GIVEN TEXT section start

He tests the boundaries of the spell further when his classmate Saori Chiba, an old soul prone to impenetrable melancholy takes to a fascination with dressing Shuu up in girls’ clothes. When his older sister catches them, the sight repulses her.

His friend Takatsuki Yoshino is more sure-footed in her wish to be a boy. She brushes off her parents’ repeated attempts to buy her dresses. Instead she is a tomboy who dresses in jeans and loose-fitting hoodie sweatshirts. Direct and specific, she takes a small-time bully in hand with astonishing ruthlessness but is transparently crushed by her oncoming adolescence which makes itself cruelly visible every month.

Takatsuki introduces Shuichi to her hobby of traveling to distant parts of town where no one will recognize them in drag. They sit in the sun, browse shops and eat hamburgers as approximations of their ideal selves, and are exhilarated by the ordinary. Everyday objects, a hairband, a handed down school uniform, a barrette, that blend Shuu and Takatsuki with their desired selves take on a mystical importance as totems of their transformed selves. An ordinary haircut together is a riveting experience imbued with supernatural power, one of the few small choices allowed them to channel their inner desires to the outside world without attracting undue suspicion.

GIVEN TEXT section end
SUPPLIED ENTRIES section start

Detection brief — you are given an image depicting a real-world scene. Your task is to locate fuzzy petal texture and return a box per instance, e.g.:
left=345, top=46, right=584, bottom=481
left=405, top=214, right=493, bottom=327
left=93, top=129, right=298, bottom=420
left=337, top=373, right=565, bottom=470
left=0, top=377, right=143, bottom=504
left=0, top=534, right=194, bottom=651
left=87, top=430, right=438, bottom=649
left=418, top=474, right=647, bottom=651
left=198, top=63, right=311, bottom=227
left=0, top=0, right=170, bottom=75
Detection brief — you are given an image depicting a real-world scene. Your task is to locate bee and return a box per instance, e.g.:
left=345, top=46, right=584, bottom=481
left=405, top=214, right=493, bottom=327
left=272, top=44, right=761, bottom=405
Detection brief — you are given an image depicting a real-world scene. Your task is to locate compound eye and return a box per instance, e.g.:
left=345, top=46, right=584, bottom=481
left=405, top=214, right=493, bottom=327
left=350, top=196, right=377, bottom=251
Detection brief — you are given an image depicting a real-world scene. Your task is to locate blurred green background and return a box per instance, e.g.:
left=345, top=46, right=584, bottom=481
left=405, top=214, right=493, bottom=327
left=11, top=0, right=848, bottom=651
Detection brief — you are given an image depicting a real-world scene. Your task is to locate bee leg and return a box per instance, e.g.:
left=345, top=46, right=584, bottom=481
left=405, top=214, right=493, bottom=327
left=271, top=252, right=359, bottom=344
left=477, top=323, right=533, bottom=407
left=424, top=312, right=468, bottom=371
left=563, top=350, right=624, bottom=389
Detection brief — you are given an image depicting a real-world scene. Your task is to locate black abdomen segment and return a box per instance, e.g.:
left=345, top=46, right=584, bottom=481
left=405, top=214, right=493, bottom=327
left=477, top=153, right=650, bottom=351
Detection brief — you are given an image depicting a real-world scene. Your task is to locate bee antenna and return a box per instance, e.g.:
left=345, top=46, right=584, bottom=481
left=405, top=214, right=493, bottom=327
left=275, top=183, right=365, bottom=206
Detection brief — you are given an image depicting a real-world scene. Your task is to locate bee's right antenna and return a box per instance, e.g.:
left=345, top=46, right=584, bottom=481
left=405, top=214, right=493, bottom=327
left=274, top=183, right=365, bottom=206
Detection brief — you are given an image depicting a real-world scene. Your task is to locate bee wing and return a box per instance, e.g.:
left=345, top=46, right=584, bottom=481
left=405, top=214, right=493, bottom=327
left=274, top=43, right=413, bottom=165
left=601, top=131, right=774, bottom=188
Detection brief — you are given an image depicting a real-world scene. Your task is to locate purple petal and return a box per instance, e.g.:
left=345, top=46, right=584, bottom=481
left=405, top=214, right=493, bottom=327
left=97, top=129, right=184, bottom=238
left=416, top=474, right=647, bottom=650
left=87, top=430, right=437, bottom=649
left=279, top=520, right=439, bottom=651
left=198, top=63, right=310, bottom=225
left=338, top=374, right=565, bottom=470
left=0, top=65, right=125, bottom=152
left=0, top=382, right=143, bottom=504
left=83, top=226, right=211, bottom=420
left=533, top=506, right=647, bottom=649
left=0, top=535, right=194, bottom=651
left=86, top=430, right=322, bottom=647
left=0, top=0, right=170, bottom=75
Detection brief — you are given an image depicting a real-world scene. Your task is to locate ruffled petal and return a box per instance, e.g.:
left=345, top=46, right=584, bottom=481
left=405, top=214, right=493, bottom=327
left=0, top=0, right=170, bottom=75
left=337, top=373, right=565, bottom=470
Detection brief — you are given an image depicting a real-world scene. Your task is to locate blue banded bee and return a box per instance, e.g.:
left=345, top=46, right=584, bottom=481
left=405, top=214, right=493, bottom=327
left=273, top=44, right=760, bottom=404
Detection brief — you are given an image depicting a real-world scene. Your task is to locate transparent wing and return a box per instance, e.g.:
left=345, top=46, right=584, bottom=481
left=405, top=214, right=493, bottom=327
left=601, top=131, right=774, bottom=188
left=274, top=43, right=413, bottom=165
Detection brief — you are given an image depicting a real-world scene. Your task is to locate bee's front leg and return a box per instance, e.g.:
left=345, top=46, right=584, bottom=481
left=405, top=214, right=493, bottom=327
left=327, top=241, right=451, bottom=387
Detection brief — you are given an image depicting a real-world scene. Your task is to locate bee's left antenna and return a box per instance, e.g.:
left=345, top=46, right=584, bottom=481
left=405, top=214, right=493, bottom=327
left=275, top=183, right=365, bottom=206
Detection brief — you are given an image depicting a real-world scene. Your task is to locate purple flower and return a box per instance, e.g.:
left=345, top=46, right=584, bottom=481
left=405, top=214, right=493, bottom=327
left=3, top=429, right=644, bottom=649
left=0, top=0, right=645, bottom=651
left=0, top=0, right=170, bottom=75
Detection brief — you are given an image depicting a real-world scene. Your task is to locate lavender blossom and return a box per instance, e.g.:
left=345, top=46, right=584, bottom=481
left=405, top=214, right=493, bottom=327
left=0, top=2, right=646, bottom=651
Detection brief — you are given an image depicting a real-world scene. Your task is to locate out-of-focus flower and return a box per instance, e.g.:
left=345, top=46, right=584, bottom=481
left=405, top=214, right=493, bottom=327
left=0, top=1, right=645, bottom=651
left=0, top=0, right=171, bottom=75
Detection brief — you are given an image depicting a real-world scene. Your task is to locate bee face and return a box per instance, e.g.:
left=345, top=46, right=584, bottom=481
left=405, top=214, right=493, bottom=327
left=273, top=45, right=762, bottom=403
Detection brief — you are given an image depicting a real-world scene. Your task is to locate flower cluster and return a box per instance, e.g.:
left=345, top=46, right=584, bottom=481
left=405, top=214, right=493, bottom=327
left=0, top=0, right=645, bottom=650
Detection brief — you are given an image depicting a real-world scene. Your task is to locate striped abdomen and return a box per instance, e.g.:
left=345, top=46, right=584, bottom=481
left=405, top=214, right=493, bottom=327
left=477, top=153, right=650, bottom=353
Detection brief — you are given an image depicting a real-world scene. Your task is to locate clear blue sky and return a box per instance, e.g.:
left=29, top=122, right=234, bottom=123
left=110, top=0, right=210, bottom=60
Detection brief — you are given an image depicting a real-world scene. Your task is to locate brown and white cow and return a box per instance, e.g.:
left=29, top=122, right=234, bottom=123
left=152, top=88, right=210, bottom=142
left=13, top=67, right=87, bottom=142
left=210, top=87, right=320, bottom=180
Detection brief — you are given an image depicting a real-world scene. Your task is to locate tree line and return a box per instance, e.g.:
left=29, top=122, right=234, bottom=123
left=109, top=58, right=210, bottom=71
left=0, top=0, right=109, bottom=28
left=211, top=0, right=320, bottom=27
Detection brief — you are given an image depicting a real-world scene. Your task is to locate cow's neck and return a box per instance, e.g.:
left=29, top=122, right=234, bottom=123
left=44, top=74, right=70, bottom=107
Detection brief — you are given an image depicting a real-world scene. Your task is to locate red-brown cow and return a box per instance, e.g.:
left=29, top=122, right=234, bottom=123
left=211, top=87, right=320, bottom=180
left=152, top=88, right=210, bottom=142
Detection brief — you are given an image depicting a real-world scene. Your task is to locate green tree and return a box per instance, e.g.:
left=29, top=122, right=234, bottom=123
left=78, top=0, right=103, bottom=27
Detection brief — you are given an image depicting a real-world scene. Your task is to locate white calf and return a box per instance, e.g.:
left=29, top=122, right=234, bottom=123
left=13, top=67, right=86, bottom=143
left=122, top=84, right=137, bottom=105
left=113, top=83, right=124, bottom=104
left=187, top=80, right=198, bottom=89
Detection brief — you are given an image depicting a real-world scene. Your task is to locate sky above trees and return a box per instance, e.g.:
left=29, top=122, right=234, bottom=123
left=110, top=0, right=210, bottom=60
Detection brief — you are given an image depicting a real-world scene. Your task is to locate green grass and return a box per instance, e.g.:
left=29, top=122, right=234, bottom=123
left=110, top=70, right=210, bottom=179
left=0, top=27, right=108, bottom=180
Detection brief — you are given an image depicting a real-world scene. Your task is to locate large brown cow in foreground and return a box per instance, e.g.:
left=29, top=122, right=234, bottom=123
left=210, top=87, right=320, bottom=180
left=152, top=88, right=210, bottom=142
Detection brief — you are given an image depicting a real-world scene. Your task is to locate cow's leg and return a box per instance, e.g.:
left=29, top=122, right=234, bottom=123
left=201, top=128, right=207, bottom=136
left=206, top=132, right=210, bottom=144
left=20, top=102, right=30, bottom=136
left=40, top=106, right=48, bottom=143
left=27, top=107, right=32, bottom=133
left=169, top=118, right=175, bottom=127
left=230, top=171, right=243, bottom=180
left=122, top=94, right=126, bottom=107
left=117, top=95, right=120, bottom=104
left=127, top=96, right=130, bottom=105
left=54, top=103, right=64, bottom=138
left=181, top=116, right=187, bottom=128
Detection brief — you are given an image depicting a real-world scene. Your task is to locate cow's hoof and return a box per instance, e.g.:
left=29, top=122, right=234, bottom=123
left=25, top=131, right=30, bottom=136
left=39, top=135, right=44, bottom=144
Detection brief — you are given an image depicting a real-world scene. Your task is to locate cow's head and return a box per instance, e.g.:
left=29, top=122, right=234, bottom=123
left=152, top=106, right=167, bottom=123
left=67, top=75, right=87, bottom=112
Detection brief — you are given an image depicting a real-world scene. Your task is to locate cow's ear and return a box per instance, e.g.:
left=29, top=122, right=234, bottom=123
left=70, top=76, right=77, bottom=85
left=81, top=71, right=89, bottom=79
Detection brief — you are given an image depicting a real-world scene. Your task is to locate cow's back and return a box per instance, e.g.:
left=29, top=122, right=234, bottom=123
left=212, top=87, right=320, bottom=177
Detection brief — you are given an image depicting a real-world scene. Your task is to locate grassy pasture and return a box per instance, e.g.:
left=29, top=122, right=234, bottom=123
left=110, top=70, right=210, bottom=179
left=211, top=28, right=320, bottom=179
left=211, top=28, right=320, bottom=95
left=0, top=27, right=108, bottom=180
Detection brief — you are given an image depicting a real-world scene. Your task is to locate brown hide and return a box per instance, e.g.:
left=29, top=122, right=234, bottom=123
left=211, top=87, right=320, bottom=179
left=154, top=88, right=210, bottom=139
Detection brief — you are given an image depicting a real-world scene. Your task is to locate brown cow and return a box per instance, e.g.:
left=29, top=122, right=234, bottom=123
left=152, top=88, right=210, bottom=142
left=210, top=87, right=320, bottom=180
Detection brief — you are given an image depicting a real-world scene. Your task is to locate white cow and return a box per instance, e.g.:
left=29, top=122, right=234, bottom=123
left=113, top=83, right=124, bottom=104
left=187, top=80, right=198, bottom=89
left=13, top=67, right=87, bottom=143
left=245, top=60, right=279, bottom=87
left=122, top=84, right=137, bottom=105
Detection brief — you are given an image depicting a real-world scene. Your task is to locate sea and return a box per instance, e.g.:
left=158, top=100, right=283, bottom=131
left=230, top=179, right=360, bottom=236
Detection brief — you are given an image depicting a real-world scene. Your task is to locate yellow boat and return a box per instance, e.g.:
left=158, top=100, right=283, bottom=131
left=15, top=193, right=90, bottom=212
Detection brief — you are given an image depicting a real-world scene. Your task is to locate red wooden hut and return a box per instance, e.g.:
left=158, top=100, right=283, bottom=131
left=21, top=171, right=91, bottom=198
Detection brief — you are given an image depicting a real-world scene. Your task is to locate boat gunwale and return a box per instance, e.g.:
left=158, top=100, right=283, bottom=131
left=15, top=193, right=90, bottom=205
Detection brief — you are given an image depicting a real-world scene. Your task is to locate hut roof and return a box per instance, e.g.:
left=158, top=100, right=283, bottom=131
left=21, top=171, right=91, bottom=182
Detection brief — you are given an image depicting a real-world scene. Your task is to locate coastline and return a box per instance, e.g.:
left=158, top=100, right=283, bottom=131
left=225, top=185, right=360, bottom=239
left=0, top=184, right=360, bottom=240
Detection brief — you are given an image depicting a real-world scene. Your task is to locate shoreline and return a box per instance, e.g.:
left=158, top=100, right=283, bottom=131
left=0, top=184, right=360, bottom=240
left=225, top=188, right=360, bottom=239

SUPPLIED ENTRIES section end

● EXERCISE
Quote the passage about Shuu and Takatsuki in full, word for word. The items are unrelated to the passage about Shuu and Takatsuki and stand apart from it.

● TASK RESULT
He tests the boundaries of the spell further when his classmate Saori Chiba, an old soul prone to impenetrable melancholy takes to a fascination with dressing Shuu up in girls’ clothes. When his older sister catches them, the sight repulses her.

His friend Takatsuki Yoshino is more sure-footed in her wish to be a boy. She brushes off her parents’ repeated attempts to buy her dresses. Instead she is a tomboy who dresses in jeans and loose-fitting hoodie sweatshirts. Direct and specific, she takes a small-time bully in hand with astonishing ruthlessness but is transparently crushed by her oncoming adolescence which makes itself cruelly visible every month.

Takatsuki introduces Shuichi to her hobby of traveling to distant parts of town where no one will recognize them in drag. They sit in the sun, browse shops and eat hamburgers as approximations of their ideal selves, and are exhilarated by the ordinary. Everyday objects, a hairband, a handed down school uniform, a barrette, that blend Shuu and Takatsuki with their desired selves take on a mystical importance as totems of their transformed selves. An ordinary haircut together is a riveting experience imbued with supernatural power, one of the few small choices allowed them to channel their inner desires to the outside world without attracting undue suspicion.